» **TAREFAS E EXERCÍCIOS**:
a – Segundo o texto sobre o comércio do fardo, que função desempenham os alfaiates na hierarquia desse mercado?
b – Prossiga a redação do texto sobre o comércio do fardo a partir da última frase apresentada.

» **EXCERTO DO TEXTO**:
━━━━━━━━━━━━━━━━

2: A Economia Paralela que Move Massas
O sucesso do fardo assenta em vários pilares económicos inteligentes:
- Preço Acessível: Enquanto uma camisa numa boutique de luxo pode custar 50.000 Kz (cerca de 60 USD), no fardo encontra-se por 1.500 Kz (menos de 2 USD)
- Variedade Inigualável: Desde roupa casual até peças de festa, o fardo oferece opções para todos os gostos e ocasiões
- Sustentabilidade Involuntária: Apesar de não ser o objectivo principal, o fardo promove a economia circular
3: A Hierarquia Invisível do Mercado
O comércio do fardo possui uma estrutura complexa:
- Os Importadores: Donos de capital que trazem os contentores
- Os Grossistas: Compram fardos inteiros e revendem a retalhistas
- As Zungueiras: Mulheres que vendem peça por peça nos mercados
- Os Alfaiates: Transformam peças ocidentais em estilo angolano
Cada nível gera emprego e movimento económico que escapa às estatísticas oficiais.

━━━━━━━━━━━━━━━━

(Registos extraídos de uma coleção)
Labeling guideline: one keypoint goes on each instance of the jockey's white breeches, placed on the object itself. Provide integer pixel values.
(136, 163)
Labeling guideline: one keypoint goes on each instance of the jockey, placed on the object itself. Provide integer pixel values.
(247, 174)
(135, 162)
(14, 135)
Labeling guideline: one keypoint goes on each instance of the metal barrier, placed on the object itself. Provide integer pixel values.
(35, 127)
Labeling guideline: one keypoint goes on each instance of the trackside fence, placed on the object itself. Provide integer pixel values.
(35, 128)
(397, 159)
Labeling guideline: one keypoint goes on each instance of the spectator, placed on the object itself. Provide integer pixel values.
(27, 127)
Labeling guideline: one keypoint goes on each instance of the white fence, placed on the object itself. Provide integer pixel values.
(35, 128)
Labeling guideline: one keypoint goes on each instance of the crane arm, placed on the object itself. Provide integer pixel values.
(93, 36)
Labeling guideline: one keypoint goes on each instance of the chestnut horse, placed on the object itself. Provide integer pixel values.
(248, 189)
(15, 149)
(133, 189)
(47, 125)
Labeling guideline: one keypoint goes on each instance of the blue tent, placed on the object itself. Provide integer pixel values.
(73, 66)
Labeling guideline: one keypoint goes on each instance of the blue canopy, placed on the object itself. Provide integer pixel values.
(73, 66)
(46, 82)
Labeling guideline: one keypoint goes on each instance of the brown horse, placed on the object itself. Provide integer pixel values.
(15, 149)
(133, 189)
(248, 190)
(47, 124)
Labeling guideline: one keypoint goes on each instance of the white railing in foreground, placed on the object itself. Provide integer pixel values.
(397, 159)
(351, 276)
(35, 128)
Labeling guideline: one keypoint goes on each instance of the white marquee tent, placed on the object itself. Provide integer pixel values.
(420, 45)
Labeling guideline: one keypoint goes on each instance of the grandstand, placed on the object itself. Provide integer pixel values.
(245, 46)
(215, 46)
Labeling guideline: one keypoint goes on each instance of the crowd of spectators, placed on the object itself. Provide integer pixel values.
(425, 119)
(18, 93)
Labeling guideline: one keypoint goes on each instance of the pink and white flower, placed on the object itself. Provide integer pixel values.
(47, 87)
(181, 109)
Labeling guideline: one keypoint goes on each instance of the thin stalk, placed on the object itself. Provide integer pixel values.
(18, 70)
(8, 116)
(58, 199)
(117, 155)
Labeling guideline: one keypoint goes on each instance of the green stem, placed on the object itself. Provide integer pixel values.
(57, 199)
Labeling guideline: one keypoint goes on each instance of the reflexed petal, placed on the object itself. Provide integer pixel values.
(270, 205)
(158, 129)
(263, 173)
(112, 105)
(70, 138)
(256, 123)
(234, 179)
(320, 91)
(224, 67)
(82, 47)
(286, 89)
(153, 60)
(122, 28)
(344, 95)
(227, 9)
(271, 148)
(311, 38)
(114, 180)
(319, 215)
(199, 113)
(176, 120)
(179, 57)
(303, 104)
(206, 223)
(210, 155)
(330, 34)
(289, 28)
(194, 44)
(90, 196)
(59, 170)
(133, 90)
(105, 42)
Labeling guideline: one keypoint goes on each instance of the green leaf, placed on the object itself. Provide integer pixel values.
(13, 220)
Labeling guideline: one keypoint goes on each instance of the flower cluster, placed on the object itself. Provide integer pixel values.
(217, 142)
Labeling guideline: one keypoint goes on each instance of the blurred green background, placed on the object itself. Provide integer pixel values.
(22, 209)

━━━━━━━━━━━━━━━━

» **TAREFAS RESOLVIDAS**:
a – Transformam peças ocidentais em estilo angolano.

b –
4: O Paradoxo da Qualidade
Ironicamente, muitas peças do fardo são de melhor qualidade que as roupas novas vendidas em lojas formais. “As roupas europeias antigas eram feitas para durar”, explica o estilista angolano Tito Silva. “Hoje a fast fashion produz roupa descartável, enquanto o fardo oferece peças com história e durabilidade.”
5: A Conexão Cultural e Identitária
O fardo não é apenas comércio é um fenómeno cultural. Os angolanos desenvolveram uma habilidade única de transformar peças ocidentais em estilo próprio a “banga“. Jovens criam looks únicos misturando marcas internacionais com estilos e tecidos africanos, criando uma estética que é simultaneamente global e profundamente local.
6: Os Desafios e Controversias
O negócio do fardo enfrenta múltiplas críticas:
- Concorrência desleal com a indústria têxtil local
- Questões de higiene e saúde pública
- Evasão fiscal em grande escala
- Condições laborais precárias
7: Lições para o Mercado Formal
O sucesso do fardo oferece lições valiosas:
- Entender o Consumidor Real: Enquanto as boutiques focam num nicho de mercado mais exclusivo, urbano, o fardo serve a maioria… beneficia a todos.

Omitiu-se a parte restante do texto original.